- What to do -
Set down a faithful copy of every record below, with no images.

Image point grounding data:

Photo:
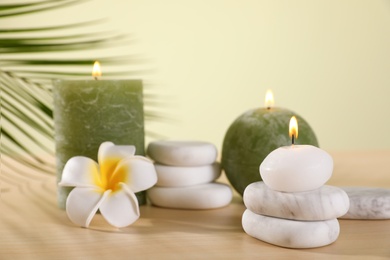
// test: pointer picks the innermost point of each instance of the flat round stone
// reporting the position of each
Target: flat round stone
(296, 168)
(202, 196)
(182, 153)
(178, 176)
(325, 203)
(290, 233)
(368, 203)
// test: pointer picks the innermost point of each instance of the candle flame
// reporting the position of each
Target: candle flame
(96, 71)
(293, 129)
(269, 99)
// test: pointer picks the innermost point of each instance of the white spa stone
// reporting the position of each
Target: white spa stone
(296, 168)
(182, 153)
(324, 203)
(202, 196)
(290, 233)
(178, 176)
(368, 203)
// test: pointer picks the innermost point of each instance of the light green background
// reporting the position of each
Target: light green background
(212, 60)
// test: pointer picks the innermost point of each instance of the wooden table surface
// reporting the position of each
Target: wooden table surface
(32, 227)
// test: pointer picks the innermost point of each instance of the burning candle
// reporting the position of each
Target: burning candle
(90, 112)
(296, 168)
(252, 136)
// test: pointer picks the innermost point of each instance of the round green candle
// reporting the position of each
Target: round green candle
(89, 112)
(252, 136)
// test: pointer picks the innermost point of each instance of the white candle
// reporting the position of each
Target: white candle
(296, 168)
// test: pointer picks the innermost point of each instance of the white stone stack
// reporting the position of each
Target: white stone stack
(303, 219)
(186, 173)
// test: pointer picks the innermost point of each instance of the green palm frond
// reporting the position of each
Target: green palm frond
(30, 58)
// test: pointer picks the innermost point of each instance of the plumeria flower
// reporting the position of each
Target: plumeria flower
(109, 186)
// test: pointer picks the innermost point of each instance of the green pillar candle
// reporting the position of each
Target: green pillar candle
(89, 112)
(252, 136)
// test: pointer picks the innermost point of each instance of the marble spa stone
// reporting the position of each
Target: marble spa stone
(182, 153)
(178, 176)
(202, 196)
(368, 203)
(290, 233)
(324, 203)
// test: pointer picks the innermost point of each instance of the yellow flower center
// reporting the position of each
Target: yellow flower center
(110, 175)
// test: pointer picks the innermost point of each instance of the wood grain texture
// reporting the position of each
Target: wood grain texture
(32, 227)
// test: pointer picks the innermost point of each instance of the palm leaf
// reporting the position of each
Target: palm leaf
(29, 64)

- Task output -
Photo:
// test: pointer picks the innermost point of each instance of the flat round stone
// reporting the position of each
Target: flat round stone
(296, 168)
(202, 196)
(182, 153)
(178, 176)
(325, 203)
(290, 233)
(368, 203)
// test: pointer picks the innermost point of each instance of the candle flame
// reporting the position of each
Target: candle flame
(96, 71)
(293, 129)
(269, 99)
// test: pointer picks the innermost point of each instance of the white spa stone
// reporting the position of each
Target: white spa stone
(296, 168)
(182, 153)
(324, 203)
(202, 196)
(290, 233)
(178, 176)
(368, 203)
// test: pointer picks the innermost point of each instance of the light green background
// reporting the position of each
Target: light green background
(212, 60)
// test: pointer picks the innermost point of each instance of the wooden table surface
// reporting the position of each
Target: wooden table surface
(32, 227)
// test: pointer picks the innermost point of each instance of the burning candle
// reporting the position of each
Target: burning candle
(90, 112)
(296, 168)
(252, 136)
// test: pointer picks the innermost point of each instance of the round green candle
// reporting the position of each
Target: round green candle
(89, 112)
(252, 136)
// test: pointer picks the innermost point of each instance of the white candle
// reporting the position of each
Target: white candle
(296, 168)
// test: pointer picks the innermost point of each instance of the white stone stack
// reporting the position of each
Target: white stone stack
(303, 219)
(186, 173)
// test: pointer picks the innermost point of each instance of the green palm frond
// reporting the position of each
Target: green palm frond
(30, 58)
// test: pointer picks the innermost point of each instance of the plumeria flower
// reporting the position of each
Target: plumeria flower
(109, 186)
// test: pointer picks the innermost point of each instance of the green pillar candle
// reporting the position of each
Target: green pillar candle
(89, 112)
(252, 136)
// test: pointer picks the innermost point of each instance of the marble spa stone
// reporting the position of each
Target: marble spa stone
(182, 153)
(178, 176)
(202, 196)
(368, 203)
(290, 233)
(324, 203)
// test: pointer picks the innermost point of each instance of the yellow flower center
// reporting the position of each
Target: yellow flower center
(110, 175)
// test: pointer picks the innermost point of each instance of the wood grain texture
// reporting the position of each
Target: wood grain texture
(32, 227)
// test: pointer picks the innermost point of each instance of the palm leaf
// reporting the position of each
Target: palm leaf
(29, 64)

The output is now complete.